■ EXTRACTED DATA ■
● ● ●

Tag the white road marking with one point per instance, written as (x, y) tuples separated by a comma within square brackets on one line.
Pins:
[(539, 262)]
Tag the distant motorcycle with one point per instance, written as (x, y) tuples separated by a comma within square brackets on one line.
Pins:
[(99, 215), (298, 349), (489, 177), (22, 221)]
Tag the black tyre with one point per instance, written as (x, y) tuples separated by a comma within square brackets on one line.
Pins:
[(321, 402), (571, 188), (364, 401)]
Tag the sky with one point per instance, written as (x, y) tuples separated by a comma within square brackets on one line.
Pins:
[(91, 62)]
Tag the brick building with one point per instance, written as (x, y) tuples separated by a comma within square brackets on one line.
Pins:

● ● ●

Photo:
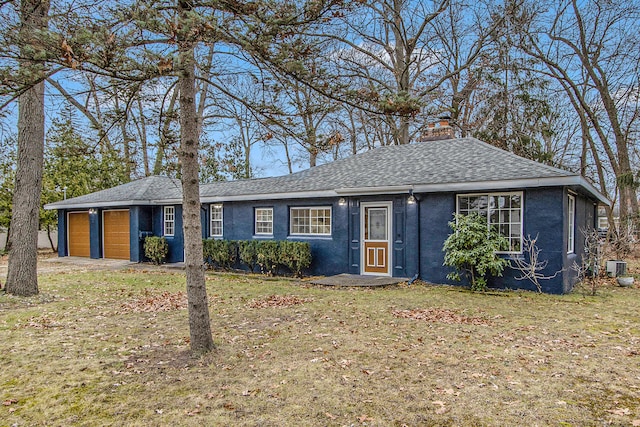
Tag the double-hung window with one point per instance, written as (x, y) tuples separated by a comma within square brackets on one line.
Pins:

● ● ●

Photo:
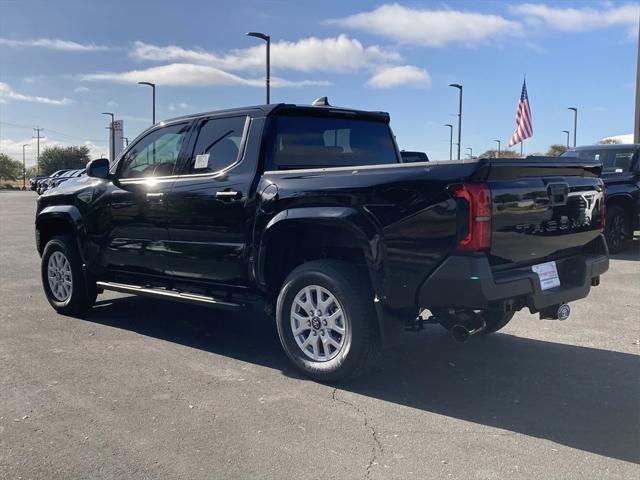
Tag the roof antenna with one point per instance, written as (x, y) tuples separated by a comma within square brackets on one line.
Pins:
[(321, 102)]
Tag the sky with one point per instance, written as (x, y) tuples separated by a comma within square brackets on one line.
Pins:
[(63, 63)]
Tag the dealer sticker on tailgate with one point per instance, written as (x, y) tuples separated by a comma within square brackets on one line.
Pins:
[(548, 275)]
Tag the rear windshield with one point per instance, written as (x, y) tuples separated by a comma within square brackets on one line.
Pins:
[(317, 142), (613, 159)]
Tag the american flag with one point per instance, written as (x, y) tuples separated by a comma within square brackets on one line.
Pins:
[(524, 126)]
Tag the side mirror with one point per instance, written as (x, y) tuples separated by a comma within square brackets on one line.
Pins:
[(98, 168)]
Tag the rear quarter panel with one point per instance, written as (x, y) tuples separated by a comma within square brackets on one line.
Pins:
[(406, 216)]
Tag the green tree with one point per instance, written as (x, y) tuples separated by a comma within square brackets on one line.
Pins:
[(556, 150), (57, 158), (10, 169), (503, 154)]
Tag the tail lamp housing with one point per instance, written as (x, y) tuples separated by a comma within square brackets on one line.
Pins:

● ● ●

■ GIVEN TASK ■
Pull out every line of the rows above that contains the string "rear", treating uppercase and lowercase as different.

■ ANSWER TO THIS TASK ■
Tag the rear windshield with one point per instance, written as (x, y) tuples separated by a comma within square brackets on one line.
Tag the rear quarter panel with one point per instance, written as (x, y) tuples separated by a comma within square brackets on one line.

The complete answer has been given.